> **Exercise**: Every line that contains the word "between" should be copied from the records below.

> **Listed entries**:
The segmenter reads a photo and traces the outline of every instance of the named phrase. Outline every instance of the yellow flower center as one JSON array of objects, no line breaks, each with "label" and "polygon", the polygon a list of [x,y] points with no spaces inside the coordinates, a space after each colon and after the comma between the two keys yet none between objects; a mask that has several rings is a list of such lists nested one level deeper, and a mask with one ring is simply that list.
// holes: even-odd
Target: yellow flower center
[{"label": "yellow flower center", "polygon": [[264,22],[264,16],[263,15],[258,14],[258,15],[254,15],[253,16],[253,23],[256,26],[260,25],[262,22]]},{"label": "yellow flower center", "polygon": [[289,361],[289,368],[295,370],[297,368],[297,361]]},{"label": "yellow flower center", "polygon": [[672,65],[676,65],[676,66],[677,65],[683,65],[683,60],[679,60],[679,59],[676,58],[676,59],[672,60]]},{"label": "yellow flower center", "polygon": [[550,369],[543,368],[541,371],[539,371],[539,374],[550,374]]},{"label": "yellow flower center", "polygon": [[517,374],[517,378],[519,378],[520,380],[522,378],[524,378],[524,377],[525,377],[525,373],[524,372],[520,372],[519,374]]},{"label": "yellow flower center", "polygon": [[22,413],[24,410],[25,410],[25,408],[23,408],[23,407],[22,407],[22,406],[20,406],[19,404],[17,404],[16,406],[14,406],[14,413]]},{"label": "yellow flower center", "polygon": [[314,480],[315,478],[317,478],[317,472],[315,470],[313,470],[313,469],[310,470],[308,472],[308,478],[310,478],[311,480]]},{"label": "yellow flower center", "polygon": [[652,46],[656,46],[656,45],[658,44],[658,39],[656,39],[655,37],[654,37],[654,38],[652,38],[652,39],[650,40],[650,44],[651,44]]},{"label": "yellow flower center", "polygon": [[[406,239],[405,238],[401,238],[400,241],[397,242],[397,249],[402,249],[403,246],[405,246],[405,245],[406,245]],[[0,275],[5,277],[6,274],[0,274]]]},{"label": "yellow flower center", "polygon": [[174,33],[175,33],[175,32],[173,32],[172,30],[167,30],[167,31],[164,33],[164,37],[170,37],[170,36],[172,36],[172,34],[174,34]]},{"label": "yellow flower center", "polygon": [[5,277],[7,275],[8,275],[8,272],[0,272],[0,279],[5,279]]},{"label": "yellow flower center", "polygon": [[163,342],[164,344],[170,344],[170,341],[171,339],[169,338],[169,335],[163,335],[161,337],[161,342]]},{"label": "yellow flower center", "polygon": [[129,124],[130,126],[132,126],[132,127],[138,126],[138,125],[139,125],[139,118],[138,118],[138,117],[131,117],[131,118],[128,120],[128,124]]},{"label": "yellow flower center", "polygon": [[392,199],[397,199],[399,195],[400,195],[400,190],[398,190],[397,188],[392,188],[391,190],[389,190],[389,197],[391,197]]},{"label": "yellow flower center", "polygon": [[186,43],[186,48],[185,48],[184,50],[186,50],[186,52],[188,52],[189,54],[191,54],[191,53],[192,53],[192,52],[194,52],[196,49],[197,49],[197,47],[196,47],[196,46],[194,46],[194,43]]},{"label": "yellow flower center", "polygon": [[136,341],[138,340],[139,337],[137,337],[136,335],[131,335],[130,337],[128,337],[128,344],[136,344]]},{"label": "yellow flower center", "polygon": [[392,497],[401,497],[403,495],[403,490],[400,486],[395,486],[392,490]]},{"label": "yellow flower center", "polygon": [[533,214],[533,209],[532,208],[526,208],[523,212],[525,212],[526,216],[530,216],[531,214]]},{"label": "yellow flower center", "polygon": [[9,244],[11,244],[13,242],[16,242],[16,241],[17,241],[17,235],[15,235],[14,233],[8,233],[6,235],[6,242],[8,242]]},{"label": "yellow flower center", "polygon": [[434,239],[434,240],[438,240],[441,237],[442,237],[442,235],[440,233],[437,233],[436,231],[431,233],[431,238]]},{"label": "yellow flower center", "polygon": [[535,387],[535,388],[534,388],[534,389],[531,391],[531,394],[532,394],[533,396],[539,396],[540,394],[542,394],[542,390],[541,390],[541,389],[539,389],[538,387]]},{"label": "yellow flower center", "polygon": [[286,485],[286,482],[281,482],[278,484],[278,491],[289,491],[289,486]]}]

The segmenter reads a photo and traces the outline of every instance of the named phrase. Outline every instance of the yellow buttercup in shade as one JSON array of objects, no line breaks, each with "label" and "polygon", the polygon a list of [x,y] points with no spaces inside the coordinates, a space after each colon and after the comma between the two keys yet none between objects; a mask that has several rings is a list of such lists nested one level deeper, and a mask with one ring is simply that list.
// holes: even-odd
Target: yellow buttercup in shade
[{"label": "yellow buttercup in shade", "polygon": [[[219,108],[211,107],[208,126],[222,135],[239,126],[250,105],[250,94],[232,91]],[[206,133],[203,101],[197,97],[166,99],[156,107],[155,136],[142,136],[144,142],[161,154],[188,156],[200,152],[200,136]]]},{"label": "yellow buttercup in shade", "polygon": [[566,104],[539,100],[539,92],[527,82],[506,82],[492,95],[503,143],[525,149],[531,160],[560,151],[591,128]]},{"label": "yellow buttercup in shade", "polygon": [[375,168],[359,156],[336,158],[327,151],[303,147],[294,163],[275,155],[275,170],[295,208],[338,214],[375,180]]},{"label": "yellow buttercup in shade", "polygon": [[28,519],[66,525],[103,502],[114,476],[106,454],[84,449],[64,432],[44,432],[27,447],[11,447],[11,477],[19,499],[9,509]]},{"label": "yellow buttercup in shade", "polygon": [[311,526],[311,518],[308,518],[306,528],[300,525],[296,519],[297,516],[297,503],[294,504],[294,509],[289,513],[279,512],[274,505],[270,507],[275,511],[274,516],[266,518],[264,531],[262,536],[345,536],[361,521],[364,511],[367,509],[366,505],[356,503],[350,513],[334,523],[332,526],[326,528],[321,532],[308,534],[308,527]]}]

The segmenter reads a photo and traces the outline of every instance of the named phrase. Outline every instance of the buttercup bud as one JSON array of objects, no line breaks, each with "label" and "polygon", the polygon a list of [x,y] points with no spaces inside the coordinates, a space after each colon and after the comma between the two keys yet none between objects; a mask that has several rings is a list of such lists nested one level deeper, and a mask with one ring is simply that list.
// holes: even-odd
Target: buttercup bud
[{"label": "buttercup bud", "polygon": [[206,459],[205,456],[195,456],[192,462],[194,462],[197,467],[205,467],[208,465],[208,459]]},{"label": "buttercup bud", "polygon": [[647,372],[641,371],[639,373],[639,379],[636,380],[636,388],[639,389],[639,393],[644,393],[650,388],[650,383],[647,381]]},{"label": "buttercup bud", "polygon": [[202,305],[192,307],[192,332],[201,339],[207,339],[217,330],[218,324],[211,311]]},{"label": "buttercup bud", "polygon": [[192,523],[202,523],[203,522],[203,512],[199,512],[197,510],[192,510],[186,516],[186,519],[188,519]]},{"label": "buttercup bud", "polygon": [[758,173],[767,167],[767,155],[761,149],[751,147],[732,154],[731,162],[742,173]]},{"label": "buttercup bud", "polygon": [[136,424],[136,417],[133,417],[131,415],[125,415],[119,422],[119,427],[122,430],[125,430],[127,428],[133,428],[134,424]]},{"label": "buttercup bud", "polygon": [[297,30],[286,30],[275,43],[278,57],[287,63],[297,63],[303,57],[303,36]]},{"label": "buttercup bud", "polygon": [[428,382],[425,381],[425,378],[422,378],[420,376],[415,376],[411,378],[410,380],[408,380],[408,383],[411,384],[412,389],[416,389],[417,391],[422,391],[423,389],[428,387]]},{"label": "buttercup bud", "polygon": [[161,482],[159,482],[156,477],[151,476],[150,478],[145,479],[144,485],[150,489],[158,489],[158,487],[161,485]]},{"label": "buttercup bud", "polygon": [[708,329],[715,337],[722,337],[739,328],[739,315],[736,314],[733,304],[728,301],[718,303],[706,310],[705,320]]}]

> **Your response**:
The segmenter reads a photo and traces the outline of every instance of the named phrase. Outline every instance of the yellow flower center as one JSON array of objects, no line breaks, each with "label" and "polygon", the polygon a list of [x,y] points with no spaces inside the coordinates, a space after each colon and after the comma between the two keys yet none between objects; a mask that has several rings is a list of such lists nested one level deeper, and a mask with one ring is simply that list.
The segmenter reads a photo and traces the outline of every instance of the named phrase. Outline every instance of the yellow buttercup in shade as one JSON array of objects, no line breaks, each with "label" and "polygon", the polygon a list of [x,y] points with no spaces inside the coordinates, a space after each colon and after the comma between the two keys yet none between objects; a mask that has several rings is a list of such lists nested one level deeper, and a mask with one ring is simply that list.
The segmenter reads a photo and traces the outline of every instance of the named phrase. Outline every instance of the buttercup bud as one JSON array of objects, no line breaks, each with "label" and "polygon", the polygon a list of [x,y] points with no spaces inside the coordinates, a space after each colon and after the comma between the two keys yet none between objects; a mask that has several rings is a list of such lists nested one level deeper, and a mask with one ring is simply that list.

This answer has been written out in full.